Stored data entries

..............................

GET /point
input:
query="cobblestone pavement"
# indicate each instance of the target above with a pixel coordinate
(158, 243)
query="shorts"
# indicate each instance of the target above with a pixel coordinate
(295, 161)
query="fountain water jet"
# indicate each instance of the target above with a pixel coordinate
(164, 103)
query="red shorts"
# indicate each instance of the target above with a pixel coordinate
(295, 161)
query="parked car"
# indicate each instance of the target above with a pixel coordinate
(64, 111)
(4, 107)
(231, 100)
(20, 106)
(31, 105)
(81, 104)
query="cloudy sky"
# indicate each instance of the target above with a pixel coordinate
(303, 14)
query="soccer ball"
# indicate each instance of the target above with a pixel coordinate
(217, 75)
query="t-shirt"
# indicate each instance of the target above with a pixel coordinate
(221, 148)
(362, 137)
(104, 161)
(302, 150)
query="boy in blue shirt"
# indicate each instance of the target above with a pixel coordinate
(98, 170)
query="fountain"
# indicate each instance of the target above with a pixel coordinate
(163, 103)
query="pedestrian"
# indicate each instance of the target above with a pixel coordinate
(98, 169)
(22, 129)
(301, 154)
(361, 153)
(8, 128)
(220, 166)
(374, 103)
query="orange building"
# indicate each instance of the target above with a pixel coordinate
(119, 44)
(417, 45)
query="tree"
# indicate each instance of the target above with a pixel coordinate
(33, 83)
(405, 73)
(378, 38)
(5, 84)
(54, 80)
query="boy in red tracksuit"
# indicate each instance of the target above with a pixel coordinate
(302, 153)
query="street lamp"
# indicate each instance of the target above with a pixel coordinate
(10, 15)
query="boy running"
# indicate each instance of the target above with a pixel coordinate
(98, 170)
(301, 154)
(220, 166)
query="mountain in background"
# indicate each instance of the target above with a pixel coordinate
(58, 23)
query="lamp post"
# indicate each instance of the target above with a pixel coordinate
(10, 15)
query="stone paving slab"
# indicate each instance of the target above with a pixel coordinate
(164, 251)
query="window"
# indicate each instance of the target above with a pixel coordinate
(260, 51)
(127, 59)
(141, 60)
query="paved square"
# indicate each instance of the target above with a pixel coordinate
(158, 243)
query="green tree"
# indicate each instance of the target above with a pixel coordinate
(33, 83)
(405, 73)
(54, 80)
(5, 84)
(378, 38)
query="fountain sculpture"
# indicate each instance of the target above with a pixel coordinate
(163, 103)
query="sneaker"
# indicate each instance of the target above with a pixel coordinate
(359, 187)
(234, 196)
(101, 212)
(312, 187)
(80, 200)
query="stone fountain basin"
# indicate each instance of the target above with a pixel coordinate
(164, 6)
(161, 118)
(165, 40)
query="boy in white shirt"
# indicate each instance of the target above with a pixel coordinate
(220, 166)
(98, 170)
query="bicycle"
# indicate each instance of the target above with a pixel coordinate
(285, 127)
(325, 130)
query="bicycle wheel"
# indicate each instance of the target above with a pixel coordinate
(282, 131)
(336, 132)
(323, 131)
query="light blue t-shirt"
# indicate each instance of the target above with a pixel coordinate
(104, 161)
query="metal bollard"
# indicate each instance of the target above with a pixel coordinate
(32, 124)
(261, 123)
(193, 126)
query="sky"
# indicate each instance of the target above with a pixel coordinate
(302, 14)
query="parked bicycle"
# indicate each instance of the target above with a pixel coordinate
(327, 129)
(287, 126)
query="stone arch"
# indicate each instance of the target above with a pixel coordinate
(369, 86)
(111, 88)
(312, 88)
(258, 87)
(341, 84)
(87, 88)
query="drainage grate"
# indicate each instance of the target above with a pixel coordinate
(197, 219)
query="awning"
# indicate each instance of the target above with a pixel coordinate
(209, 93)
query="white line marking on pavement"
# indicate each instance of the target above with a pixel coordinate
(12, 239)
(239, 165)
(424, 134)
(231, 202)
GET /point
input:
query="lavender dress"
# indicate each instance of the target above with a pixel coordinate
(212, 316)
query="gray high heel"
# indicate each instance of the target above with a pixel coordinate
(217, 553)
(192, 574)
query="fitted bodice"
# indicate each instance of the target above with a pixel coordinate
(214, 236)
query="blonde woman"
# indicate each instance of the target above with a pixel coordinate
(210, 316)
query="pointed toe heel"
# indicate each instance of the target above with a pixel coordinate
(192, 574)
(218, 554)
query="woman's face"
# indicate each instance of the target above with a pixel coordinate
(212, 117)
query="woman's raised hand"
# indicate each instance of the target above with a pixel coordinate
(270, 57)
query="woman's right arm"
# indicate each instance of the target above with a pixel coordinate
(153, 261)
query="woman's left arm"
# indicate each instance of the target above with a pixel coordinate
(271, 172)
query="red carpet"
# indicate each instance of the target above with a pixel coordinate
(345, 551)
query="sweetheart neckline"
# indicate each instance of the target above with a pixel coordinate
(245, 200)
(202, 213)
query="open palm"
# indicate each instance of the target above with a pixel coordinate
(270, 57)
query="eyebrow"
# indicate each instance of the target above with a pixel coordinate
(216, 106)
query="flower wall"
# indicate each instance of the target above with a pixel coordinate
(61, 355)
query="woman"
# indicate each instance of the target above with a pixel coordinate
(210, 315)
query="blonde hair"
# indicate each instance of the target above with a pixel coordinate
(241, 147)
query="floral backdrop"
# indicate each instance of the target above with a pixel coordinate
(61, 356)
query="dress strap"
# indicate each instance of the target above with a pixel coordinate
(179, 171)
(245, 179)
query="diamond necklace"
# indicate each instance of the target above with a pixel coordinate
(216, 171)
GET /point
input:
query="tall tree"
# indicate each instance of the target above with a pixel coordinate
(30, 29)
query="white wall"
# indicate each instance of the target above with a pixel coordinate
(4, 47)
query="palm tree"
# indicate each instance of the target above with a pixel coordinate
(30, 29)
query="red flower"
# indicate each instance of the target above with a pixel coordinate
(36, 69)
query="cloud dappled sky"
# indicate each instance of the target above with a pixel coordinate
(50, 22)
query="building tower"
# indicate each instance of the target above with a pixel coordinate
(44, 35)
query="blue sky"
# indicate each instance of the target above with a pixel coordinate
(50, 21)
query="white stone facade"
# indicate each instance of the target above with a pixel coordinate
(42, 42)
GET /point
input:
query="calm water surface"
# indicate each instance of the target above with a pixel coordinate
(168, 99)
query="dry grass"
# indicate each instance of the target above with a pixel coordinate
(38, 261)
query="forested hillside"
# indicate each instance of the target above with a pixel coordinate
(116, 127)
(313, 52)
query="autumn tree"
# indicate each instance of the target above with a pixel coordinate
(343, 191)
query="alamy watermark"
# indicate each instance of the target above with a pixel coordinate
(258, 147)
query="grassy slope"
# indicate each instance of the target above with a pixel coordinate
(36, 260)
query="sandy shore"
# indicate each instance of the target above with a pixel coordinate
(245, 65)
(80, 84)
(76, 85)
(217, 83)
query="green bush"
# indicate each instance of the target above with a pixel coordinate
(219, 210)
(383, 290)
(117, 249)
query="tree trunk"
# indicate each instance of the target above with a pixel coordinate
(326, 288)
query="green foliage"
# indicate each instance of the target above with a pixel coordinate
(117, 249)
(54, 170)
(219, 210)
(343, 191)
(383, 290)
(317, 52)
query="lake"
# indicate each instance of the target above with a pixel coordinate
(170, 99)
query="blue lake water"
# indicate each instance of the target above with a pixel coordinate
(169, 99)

..............................

Aim:
Each record above must be given again exactly.

Result for this task:
GET /point
input:
query="cobblestone pavement"
# indicate each instance of the target above with a pixel coordinate
(158, 243)
query="shorts"
# indicate each instance of the target above with a pixel coordinate
(295, 161)
query="fountain water jet"
# indicate each instance of the target above with a pixel coordinate
(164, 103)
query="red shorts"
# indicate each instance of the target above with a pixel coordinate
(295, 161)
query="parked car"
# indicate each instance of the target above with a pixel coordinate
(64, 111)
(4, 107)
(231, 100)
(20, 106)
(31, 105)
(81, 104)
query="cloudy sky"
# indicate each instance of the target above with a pixel coordinate
(303, 14)
query="soccer ball"
# indicate each instance of the target above with a pixel coordinate
(217, 75)
query="t-shirt"
# indicate each instance of the target above with a pixel coordinate
(221, 148)
(362, 137)
(104, 161)
(302, 150)
query="boy in blue shirt"
# indicate each instance of the target above with a pixel coordinate
(98, 170)
query="fountain"
# indicate each instance of the target above with a pixel coordinate
(163, 103)
query="pedestrian"
# indicate each instance of the target above with a pixel coordinate
(98, 169)
(22, 129)
(301, 154)
(361, 153)
(8, 128)
(220, 166)
(374, 103)
query="orange building"
# indicate each instance of the target above with a pixel coordinate
(119, 44)
(417, 45)
query="tree"
# indicate each instance of the target above with a pixel coordinate
(33, 83)
(405, 73)
(378, 38)
(5, 84)
(54, 80)
query="boy in red tracksuit"
# indicate each instance of the target above with a pixel coordinate
(302, 153)
query="street lamp"
# indicate each instance of the target above with a pixel coordinate
(10, 15)
query="boy running"
# indicate each instance of the target above with a pixel coordinate
(98, 170)
(301, 154)
(220, 166)
query="mountain in background"
# indicate each instance of the target above with a pixel coordinate
(58, 23)
query="lamp post"
# indicate each instance of the target above with a pixel coordinate
(10, 15)
query="stone paving slab"
# indicate each instance of the target above with a pixel coordinate
(164, 251)
query="window"
# indicate each instance of the target above with a pixel coordinate
(260, 51)
(127, 59)
(141, 60)
query="paved square"
# indicate each instance of the target above with a pixel coordinate
(158, 243)
query="green tree"
# indicate each instance of the target above with a pixel coordinate
(33, 83)
(405, 73)
(54, 80)
(5, 84)
(378, 38)
query="fountain sculpture"
# indicate each instance of the target above with a pixel coordinate
(163, 103)
query="sneaker"
# indicate each instance of the target above with a pixel coordinate
(359, 187)
(234, 196)
(101, 212)
(312, 187)
(80, 200)
query="stone fountain basin"
# indicate each instance of the target above with a pixel coordinate
(164, 6)
(161, 118)
(165, 40)
query="boy in white shirt"
# indicate each instance of the target above with a pixel coordinate
(220, 166)
(98, 170)
query="bicycle"
# indicate each instance of the target above with a pixel coordinate
(285, 127)
(325, 130)
query="bicycle wheel"
# indicate each instance of the target above with a pixel coordinate
(282, 131)
(336, 132)
(323, 131)
query="light blue t-shirt"
# indicate each instance of the target above with a pixel coordinate
(104, 161)
query="metal bollard"
# indicate each instance of the target above with a pixel coordinate
(32, 124)
(261, 123)
(193, 126)
query="sky"
# indicate each instance of the target above with a pixel coordinate
(302, 14)
query="parked bicycle"
# indicate each instance of the target above with a pixel coordinate
(327, 129)
(287, 126)
query="stone arch"
# indicate each instance of the target above with a pixel coordinate
(369, 86)
(111, 88)
(312, 88)
(258, 87)
(341, 84)
(87, 88)
query="drainage grate"
# indicate each instance of the target above with a pixel coordinate
(197, 219)
query="awning"
# indicate each instance of the target above with a pixel coordinate
(209, 93)
query="white line marking on pavement"
# indicate each instance of the target above with a pixel coordinate
(12, 239)
(239, 165)
(424, 134)
(231, 202)
GET /point
input:
query="lavender dress"
# indicate each instance of the target above with a pixel coordinate
(212, 316)
query="gray high heel"
# indicate each instance of the target above with a pixel coordinate
(217, 553)
(192, 574)
query="fitted bodice"
# indicate each instance of the target above with a pixel coordinate
(214, 236)
query="blonde woman"
# indicate each instance of the target above with a pixel coordinate
(210, 316)
query="pointed toe heel"
# indicate each instance of the target above with a pixel coordinate
(192, 574)
(218, 554)
query="woman's face"
# indicate each instance of the target above with a pixel coordinate
(212, 117)
query="woman's raised hand"
# indicate each instance of the target above with a pixel coordinate
(270, 57)
query="woman's right arm"
# indicate each instance of the target above with a pixel coordinate
(153, 261)
query="woman's left arm"
# indicate each instance of the target above with a pixel coordinate
(271, 172)
query="red carpet"
# indicate each instance of the target above with a pixel coordinate
(345, 551)
query="sweetheart neckline"
# indicate each instance of the target above with a pixel coordinate
(245, 200)
(202, 213)
query="open palm"
# indicate each instance of the target above with a pixel coordinate
(270, 57)
query="eyebrow"
# indicate each instance of the target above with a pixel coordinate
(216, 106)
query="flower wall"
# indicate each instance of the target above with a pixel coordinate
(61, 355)
query="woman"
# indicate each instance of the target above with a pixel coordinate
(210, 315)
query="blonde hair"
# indicate each instance of the target above with a pixel coordinate
(241, 147)
query="floral backdrop"
# indicate each instance of the target above with a pixel coordinate
(61, 356)
query="dress strap"
# indicate each instance of the target above with a pixel coordinate
(179, 171)
(245, 179)
query="diamond necklace"
# indicate each instance of the target above with a pixel coordinate
(216, 171)
GET /point
input:
query="tall tree"
# indicate each instance of the target above with a pixel coordinate
(30, 29)
query="white wall"
# indicate each instance of the target above with a pixel coordinate
(4, 47)
query="palm tree"
# indicate each instance of the target above with a pixel coordinate
(30, 29)
query="red flower"
# indicate each instance of the target above with a pixel coordinate
(36, 69)
query="cloud dappled sky"
# indicate each instance of the target above with a pixel coordinate
(50, 22)
query="building tower"
# indicate each instance of the target above with a pixel coordinate
(44, 35)
query="blue sky"
# indicate each instance of the target above with a pixel coordinate
(50, 21)
query="white stone facade"
# indicate each instance of the target above with a pixel coordinate
(42, 42)
GET /point
input:
query="calm water surface"
# indicate each instance of the target above with a pixel coordinate
(168, 99)
query="dry grass"
# indicate each instance of the target above with a pixel coordinate
(38, 261)
query="forested hillside"
# indicate each instance of the target above with a pixel coordinate
(116, 127)
(313, 52)
query="autumn tree"
# indicate each instance of the target above with a pixel coordinate
(343, 191)
query="alamy watermark"
# indicate each instance of the target above with a pixel coordinate
(258, 147)
query="grassy slope"
# indicate each instance of the target above with a pixel coordinate
(36, 260)
query="sandy shore"
# indicate each instance of the target above with a pixel coordinate
(245, 65)
(80, 84)
(76, 85)
(217, 83)
query="green bush"
# indicate each instance of the target above with a pixel coordinate
(219, 210)
(383, 290)
(117, 249)
query="tree trunk"
# indicate each instance of the target above with a pixel coordinate
(326, 288)
query="green foliage"
# indicate each instance of the target above with a pixel coordinate
(117, 249)
(54, 170)
(219, 210)
(343, 191)
(383, 290)
(317, 52)
query="lake"
# indicate each instance of the target above with a pixel coordinate
(170, 99)
query="blue lake water"
# indicate each instance of the target above with a pixel coordinate
(169, 99)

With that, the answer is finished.